◆ **Texte cité**
──────────────────────────────

La CSRD : au-delà de la contrainte réglementaire, une mine d’opportunités

Par Stéphanie Biron
Le 5 juin 2024
5 min
Sommaire

La CSRD (Corporate Sustainability Reporting Directive), nouvelle directive sur le reporting extra-financier, suscite de vives inquiétudes parmi les entreprises.

Et pour cause : elle introduit des standards particulièrement stricts et oblige les organisations à fournir un effort considérable de mise en conformité. Elle est donc perçue comme un véritable fardeau par de nombreuses organisations !

Mais en réalité, c’est l’arbre qui cache la forêt. 

En considérant les choses dans une perspective plus large, on se rend compte que cette directive ouvre aussi (et surtout) la voie à des opportunités inestimables pour les entreprises : bien plus qu’une simple contrainte réglementaire, la CSRD est un véritable catalyseur de changement positif.

──────────────────────────────

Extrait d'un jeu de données

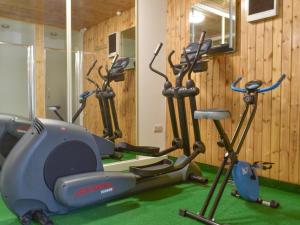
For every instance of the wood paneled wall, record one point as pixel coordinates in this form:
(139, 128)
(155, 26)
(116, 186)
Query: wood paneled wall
(265, 49)
(95, 41)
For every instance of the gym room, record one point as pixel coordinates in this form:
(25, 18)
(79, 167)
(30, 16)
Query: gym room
(153, 112)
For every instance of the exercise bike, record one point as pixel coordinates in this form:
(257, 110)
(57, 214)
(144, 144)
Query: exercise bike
(244, 175)
(38, 181)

──────────────────────────────

◆ **Énoncé**
Transcrivez fidèlement le passage de l'article sur la CSRD, en commençant à "Et pour cause" et en terminant à "cache la forêt.". Les enregistrements constituent un matériau distinct du texte cité.

◆ **Résultat attendu**
Et pour cause : elle introduit des standards particulièrement stricts et oblige les organisations à fournir un effort considérable de mise en conformité. Elle est donc perçue comme un véritable fardeau par de nombreuses organisations !

Mais en réalité, c’est l’arbre qui cache la forêt.